= WHAT YOU NEED TO DO =
Copy out word for word the lines that start at the one containing "For every instance of the emblem" and continue through the last line of the items below.

------------------------------------------------

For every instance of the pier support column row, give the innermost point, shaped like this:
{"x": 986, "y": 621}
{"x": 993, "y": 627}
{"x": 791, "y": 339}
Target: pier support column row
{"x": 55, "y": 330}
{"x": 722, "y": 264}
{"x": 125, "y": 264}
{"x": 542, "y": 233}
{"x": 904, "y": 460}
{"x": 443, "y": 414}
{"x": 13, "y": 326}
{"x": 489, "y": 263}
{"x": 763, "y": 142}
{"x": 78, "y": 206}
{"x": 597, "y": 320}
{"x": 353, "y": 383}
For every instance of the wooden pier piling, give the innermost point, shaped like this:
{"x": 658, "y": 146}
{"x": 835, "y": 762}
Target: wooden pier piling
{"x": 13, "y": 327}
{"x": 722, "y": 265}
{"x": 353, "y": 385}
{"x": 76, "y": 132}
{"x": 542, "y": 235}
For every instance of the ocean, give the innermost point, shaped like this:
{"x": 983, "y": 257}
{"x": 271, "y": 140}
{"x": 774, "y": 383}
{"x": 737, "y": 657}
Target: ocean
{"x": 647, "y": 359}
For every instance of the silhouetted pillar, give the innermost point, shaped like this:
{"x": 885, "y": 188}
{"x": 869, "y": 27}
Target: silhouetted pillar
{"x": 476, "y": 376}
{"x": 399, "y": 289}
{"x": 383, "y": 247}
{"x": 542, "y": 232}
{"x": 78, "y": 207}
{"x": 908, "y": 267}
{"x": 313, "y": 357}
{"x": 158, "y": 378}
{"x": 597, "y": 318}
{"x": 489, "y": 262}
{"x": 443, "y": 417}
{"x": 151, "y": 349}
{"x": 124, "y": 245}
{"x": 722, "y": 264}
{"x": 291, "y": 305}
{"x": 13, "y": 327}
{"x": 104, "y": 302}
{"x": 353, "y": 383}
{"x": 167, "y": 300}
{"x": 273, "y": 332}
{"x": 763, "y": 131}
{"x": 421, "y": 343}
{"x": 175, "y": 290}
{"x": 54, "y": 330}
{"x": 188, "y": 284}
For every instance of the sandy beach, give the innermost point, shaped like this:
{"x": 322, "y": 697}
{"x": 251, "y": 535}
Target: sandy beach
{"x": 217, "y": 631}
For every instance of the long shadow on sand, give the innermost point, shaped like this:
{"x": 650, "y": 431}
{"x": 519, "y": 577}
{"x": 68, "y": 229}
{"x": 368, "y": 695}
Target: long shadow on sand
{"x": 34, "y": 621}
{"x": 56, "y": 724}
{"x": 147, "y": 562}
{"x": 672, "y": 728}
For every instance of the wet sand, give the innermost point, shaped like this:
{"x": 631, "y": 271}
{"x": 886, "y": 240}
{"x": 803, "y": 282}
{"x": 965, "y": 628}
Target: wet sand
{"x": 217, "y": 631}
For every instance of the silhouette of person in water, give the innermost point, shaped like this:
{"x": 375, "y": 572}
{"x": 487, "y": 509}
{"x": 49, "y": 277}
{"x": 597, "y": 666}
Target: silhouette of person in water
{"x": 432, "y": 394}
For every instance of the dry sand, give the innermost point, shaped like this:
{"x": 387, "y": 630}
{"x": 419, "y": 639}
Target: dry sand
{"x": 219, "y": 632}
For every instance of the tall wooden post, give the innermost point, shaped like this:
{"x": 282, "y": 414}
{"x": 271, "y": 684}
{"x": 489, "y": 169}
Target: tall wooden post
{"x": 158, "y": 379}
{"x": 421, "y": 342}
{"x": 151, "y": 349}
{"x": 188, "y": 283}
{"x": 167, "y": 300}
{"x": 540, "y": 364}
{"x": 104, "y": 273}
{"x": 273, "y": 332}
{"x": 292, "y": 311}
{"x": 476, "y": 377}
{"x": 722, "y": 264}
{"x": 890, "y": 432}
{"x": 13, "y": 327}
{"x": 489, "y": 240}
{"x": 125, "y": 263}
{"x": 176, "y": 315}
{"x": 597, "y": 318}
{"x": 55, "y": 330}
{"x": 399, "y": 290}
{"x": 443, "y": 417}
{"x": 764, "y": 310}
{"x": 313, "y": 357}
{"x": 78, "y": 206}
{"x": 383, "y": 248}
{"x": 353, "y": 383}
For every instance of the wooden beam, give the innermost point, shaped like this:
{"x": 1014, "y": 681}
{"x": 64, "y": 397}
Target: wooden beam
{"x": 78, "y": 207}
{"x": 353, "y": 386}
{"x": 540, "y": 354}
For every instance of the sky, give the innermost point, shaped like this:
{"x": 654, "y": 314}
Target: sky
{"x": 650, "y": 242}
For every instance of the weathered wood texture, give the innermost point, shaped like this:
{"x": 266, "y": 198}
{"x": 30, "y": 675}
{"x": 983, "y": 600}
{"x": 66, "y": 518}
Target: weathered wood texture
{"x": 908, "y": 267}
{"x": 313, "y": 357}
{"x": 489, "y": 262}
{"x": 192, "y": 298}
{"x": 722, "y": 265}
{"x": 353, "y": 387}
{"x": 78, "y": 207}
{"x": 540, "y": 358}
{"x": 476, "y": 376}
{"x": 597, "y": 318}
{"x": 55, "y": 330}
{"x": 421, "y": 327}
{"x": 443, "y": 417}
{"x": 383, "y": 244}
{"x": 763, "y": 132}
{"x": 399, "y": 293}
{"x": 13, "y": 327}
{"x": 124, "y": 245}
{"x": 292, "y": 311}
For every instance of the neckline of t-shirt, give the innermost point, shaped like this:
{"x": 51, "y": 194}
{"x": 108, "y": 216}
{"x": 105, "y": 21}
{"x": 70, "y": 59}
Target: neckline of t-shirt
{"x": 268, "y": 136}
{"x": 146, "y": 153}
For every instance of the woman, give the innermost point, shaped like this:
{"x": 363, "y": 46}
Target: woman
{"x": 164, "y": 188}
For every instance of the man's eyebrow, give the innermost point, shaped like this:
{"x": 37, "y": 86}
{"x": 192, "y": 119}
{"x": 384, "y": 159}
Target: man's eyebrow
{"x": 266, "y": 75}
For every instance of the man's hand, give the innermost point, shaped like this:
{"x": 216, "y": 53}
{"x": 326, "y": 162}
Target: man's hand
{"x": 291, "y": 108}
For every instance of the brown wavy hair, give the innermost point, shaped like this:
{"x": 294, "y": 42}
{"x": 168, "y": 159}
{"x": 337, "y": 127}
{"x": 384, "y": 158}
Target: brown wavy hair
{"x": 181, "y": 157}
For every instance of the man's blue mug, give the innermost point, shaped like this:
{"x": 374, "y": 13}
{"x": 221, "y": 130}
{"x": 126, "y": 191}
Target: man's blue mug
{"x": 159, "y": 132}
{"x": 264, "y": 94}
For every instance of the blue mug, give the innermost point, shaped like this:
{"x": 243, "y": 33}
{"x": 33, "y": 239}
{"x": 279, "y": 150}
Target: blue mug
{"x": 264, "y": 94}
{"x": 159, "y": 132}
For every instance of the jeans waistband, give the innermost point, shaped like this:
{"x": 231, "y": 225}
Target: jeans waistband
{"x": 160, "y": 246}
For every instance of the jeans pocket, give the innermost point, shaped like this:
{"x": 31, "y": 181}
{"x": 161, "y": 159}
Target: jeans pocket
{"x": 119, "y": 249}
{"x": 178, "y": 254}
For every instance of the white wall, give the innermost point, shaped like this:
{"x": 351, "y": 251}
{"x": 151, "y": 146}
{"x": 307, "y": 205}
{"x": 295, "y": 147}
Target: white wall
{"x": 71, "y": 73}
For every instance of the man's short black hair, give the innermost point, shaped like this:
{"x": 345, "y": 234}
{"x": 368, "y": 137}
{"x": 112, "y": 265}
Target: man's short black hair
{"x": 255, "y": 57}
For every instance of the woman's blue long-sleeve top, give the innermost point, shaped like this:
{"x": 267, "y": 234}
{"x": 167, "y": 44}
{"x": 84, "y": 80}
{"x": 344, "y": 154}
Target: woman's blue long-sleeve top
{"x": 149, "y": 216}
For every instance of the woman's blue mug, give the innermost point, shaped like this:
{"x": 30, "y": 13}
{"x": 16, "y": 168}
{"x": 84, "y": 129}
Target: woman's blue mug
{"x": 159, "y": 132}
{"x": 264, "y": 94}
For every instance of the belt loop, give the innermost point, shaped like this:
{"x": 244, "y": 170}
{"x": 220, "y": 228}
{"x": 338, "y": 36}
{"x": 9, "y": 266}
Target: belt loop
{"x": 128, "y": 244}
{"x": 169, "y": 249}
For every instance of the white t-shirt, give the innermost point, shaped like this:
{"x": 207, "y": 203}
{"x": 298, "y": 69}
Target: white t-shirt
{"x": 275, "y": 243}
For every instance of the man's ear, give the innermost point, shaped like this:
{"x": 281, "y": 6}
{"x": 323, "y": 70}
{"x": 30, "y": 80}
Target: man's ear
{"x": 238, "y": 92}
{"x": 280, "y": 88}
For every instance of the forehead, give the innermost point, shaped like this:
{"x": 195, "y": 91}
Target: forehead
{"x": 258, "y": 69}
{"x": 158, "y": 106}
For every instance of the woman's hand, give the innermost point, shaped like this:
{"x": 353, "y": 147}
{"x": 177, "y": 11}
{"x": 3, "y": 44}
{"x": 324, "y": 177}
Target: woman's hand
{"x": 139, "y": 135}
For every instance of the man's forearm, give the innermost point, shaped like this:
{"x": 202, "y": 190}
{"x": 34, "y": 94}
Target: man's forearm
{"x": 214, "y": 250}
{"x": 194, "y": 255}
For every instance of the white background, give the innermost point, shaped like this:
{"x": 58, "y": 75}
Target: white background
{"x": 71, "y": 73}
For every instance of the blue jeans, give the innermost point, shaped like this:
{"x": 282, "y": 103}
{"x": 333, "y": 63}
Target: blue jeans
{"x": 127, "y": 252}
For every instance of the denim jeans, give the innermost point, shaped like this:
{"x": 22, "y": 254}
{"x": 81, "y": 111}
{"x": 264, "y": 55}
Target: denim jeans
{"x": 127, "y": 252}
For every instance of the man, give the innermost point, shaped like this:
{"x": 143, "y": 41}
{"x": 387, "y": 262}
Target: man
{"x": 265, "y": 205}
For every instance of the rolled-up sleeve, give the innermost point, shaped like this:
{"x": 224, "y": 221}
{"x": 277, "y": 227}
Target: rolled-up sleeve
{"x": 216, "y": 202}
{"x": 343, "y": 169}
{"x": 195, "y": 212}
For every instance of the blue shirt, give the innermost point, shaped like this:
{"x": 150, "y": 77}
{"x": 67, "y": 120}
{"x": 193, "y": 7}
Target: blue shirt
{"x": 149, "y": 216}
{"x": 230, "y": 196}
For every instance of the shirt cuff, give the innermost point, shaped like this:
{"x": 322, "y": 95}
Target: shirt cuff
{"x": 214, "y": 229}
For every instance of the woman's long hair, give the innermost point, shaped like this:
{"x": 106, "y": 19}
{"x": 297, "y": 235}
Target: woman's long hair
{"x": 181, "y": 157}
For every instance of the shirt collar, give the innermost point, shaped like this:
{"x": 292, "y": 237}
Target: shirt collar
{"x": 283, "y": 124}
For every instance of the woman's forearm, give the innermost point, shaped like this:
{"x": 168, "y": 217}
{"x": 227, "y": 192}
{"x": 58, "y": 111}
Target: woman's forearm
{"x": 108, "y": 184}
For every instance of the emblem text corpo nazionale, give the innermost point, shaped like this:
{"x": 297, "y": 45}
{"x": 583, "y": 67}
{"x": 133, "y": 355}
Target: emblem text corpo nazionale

------------------------------------------------

= SOLUTION BELOW =
For every instance of the emblem text corpo nazionale, give the innermost point, shaped like this:
{"x": 297, "y": 45}
{"x": 583, "y": 67}
{"x": 133, "y": 355}
Target: emblem text corpo nazionale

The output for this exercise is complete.